**Data supplied**
────────────────────

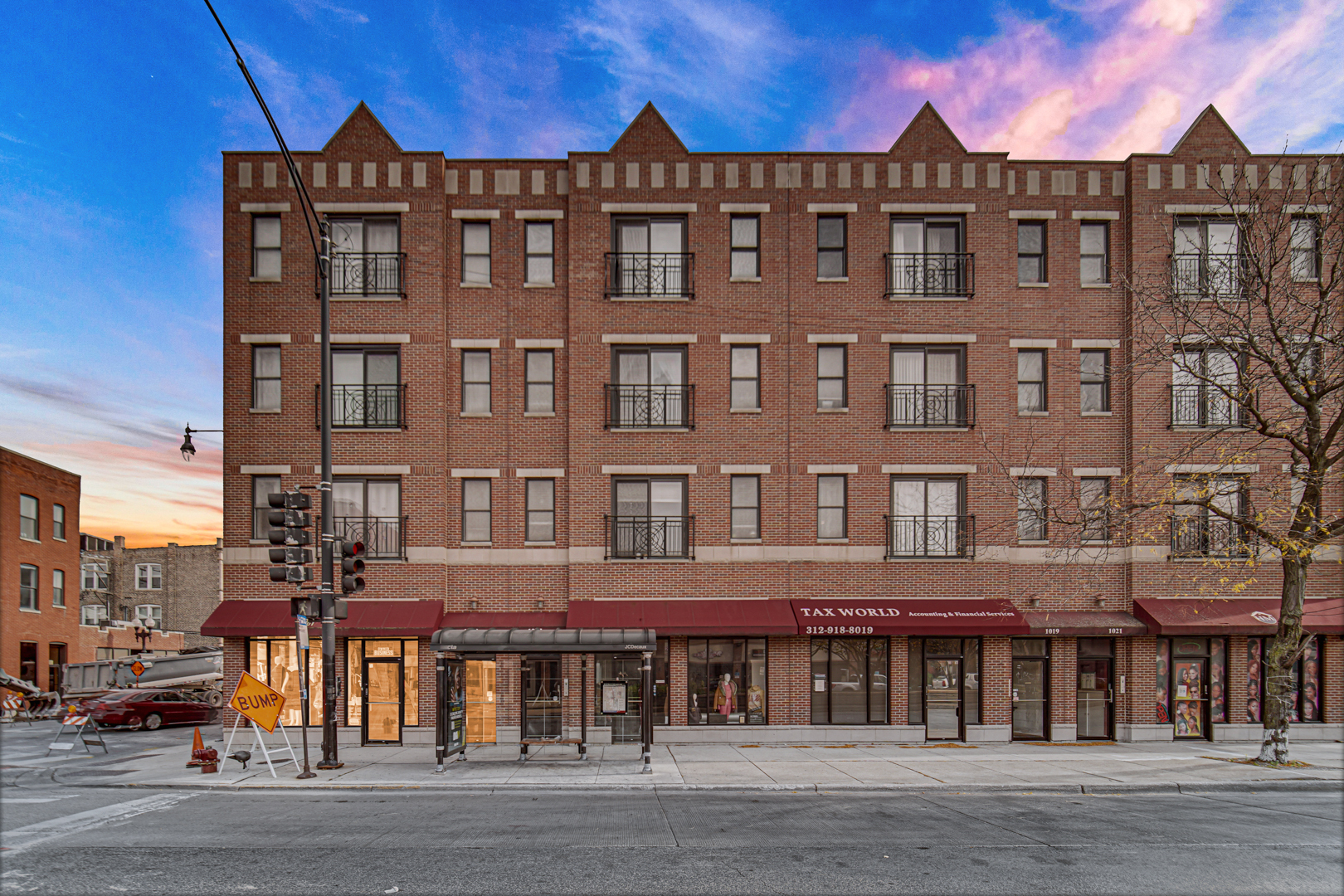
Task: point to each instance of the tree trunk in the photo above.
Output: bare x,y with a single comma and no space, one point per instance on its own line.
1280,659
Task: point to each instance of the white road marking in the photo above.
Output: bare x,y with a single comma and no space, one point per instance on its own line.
42,832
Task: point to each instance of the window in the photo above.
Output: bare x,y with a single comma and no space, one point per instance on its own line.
1031,382
830,246
266,246
366,256
27,587
149,577
745,377
476,511
726,681
476,382
1093,253
746,507
262,488
1094,503
366,387
830,377
1305,245
265,377
1094,373
541,253
830,507
1031,251
541,383
370,511
476,251
95,575
541,511
1031,509
28,518
746,246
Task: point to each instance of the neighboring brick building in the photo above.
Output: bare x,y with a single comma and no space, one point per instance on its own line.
590,391
39,568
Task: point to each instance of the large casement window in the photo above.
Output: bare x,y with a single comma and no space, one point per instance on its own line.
745,236
726,681
366,387
476,253
1205,388
648,388
850,681
928,519
648,258
929,387
266,377
832,246
1305,680
928,258
262,488
370,511
266,247
366,257
277,663
648,519
1205,258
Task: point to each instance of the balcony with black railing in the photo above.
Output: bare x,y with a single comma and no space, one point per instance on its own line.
930,275
668,275
1205,405
925,406
363,406
643,538
930,536
650,407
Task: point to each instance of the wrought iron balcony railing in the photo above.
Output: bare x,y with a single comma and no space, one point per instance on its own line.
930,536
650,275
648,536
1205,405
363,406
648,407
919,406
936,275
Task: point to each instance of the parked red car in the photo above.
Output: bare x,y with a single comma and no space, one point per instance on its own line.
149,709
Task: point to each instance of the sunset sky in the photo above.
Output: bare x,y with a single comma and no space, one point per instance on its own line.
114,114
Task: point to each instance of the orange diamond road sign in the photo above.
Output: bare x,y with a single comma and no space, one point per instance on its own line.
257,702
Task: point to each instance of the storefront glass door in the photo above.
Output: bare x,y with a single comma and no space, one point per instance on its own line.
382,694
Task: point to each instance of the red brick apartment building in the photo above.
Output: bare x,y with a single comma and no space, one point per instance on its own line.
726,397
39,568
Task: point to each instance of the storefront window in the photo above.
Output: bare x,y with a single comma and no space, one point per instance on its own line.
275,661
726,681
850,681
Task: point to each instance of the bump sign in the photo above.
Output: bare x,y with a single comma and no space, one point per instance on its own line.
258,703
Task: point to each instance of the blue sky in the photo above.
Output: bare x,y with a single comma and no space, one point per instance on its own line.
112,119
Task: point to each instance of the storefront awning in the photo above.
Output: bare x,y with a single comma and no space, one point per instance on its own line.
1082,622
687,617
544,640
897,616
368,618
1234,616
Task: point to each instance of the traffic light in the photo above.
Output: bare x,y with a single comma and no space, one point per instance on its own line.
351,566
290,514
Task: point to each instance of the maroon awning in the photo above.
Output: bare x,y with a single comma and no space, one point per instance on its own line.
686,617
1234,616
368,618
1083,622
897,616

────────────────────

**Exercise**
Filter the entries above down to the lines that contain "railing".

**Solution for this task**
Task: point to each instance of the balcony with black railing in the photo above.
Task: point to each instance of the wrought iron balcony railing in the photo above.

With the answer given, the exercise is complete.